:: DATA ::

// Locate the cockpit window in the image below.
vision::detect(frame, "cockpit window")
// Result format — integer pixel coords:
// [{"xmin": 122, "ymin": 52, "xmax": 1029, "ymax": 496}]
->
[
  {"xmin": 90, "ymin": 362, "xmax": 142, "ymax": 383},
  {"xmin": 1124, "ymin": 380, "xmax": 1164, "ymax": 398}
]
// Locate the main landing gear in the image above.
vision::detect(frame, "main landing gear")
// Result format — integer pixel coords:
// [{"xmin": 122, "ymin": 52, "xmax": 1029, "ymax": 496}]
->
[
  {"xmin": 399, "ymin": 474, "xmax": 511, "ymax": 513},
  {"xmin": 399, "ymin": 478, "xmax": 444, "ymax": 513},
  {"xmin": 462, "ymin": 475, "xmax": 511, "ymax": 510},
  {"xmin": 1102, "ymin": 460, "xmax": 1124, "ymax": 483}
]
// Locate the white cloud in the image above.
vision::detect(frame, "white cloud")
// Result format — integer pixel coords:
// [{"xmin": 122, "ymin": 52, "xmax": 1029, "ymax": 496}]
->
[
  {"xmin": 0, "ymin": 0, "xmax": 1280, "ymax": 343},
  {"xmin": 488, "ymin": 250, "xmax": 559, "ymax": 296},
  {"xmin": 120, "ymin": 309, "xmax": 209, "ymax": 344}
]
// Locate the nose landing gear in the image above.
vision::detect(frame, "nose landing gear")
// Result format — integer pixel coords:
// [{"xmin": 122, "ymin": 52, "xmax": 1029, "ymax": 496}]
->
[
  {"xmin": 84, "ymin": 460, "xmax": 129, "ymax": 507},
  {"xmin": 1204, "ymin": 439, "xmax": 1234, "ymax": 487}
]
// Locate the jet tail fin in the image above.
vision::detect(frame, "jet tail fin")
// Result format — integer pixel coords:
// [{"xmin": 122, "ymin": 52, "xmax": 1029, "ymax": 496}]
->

:::

• [WORK TO BE COMPLETED]
Extract every line of the material above that contains the string "gear", matching case exactly.

• [TASK RESPONSE]
// Locate the main landing gear in the image above.
vision::detect(frame, "main landing gear")
// Locate the nose landing gear in the image above.
vision::detect(frame, "nose landing gear")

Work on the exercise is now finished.